━━━━━ Text excerpt ━━━━━
Thank you again for your time and help!


September 3rd, 2011, 04:59 PM
Burn an image of Ubuntu in a disc or make a bootable USB. Then boot into the disc/USB, and then, when promted to use the Live CD or Install, choose the one, that says, Install. There you select, to use 50-50 of your HDD, which is selected by default. And you are done. Enjoy Ubuntu!

September 3rd, 2011, 05:06 PM
when promted to use the Live CD or Install, choose the one, that says, Install. There you select, to use 50-50 of your HDD, which is selected by default. And you are done.

Please read the OP again. There are four primary partitions which is why this will not work.

@Elaphe, strange how the same problem comes in batches. :) Have a look at this thread from only earlier today.


And look at the post I link to in post #3 there. The thread and my linked post should answer all your questions, but post back if you need any more help.

September 4th, 2011, 04:48 PM
Do you really need the 'HP Tools' partition? Are these 'tools' vital? You could also use the 'Recovery Partition' as long as you burn recovery CDs first. If you have correctly burnt recovery disks, these should work when needed, making the recovery partition redundant too.

Obviously if you intend buying a Windows retail disk then you can start from scratch, repartition your hard drive and have a fresh Windows and Ubuntu with no 'bloatware'.

I presume redoing your partitions will invalidate any new computer guarantee? Check carefully before you proceed.

September 5th, 2011, 04:37 PM
Hi guys!

Thank you so much for your replies, and I'm sorry I couldn't reply to them sooner!

I haven't made any changes to the system yet, but I have learned a few new things. Obviously, I could buy a new Windows disc and start from scratch, but my idea of exploiting my student discount on MS software will not work for me after all. I called MS and apparently the student discount applies ONLY to a downloaded, upgrade version of Windows 7 Pro. This means that I can not start the install from a freshly partitioned hard drive without a Windows OS. I would need to have a previous version of Windows installed to both start the Windows download/install process, and to verify that I have a legit copy of Windows to "unlock" the upgrade install. I would have been willing to pay for the student price of Windows, but I am not willing to pay full price just to get a disc with a full install of Windows 7.

So I called HP, and asked them what was in the HP Tools partition, and what, if anything, they could suggest I do to free up a primary partition. First, she told me that everything that's in the HP Tools partition is available for download from the HP website, however, she was not clear about whether this is a free download or not. But she also told me that they would be happy to send me install discs! She said they could send me one disc that has the OS, and one that has the drivers. With these disc, I *should* be able to reinstall Windows on a clean hard drive. The discs should have everything that is in both the HP Tools partition and the Recovery partition, which means I should be able to get rid of both partitions. I was told I should have the discs in just a few business days, and the discs, and shipping, were totally free.... And if it's free, it's for me ;-) But seriously, this sounds like just what I need, and so now I'm anxiously awaiting these discs :-) We'll see when they get here if I can really boot from the install disc.
━━━━━
Required work:
**1.** From the forum thread above, set down the passage from "Obviously if you" up to and including "to them sooner!".
**2.** According to the forum thread, to which version of Windows does the student discount apply?
**3.** Condense the paragraph of the forum thread beginning "So I called HP" into a short bulleted list that keeps its main facts.
━━━━━ Recorded data ━━━━━
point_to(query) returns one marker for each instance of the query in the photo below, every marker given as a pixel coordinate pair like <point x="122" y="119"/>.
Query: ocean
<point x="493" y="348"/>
━━━━━
Answers:
**1.**
Obviously if you intend buying a Windows retail disk then you can start from scratch, repartition your hard drive and have a fresh Windows and Ubuntu with no 'bloatware'.

I presume redoing your partitions will invalidate any new computer guarantee? Check carefully before you proceed.

September 5th, 2011, 04:37 PM
Hi guys!

Thank you so much for your replies, and I'm sorry I couldn't reply to them sooner!

**2.** Only a downloaded, upgrade version of Windows 7 Pro.

**3.**
- The writer called HP to ask what the HP Tools partition contains and how to free up a primary partition.
- The representative said everything in the HP Tools partition can be downloaded from the HP website, though it was unclear whether the download is free.
- HP offered to send two install discs, one with the OS and one with the drivers.
- These discs should allow Windows to be reinstalled on a clean hard drive and should cover both the HP Tools and Recovery partitions, so both partitions could be removed.
- The discs and shipping are free, with delivery expected in a few business days.
- The writer is waiting for the discs to see whether booting from the install disc works.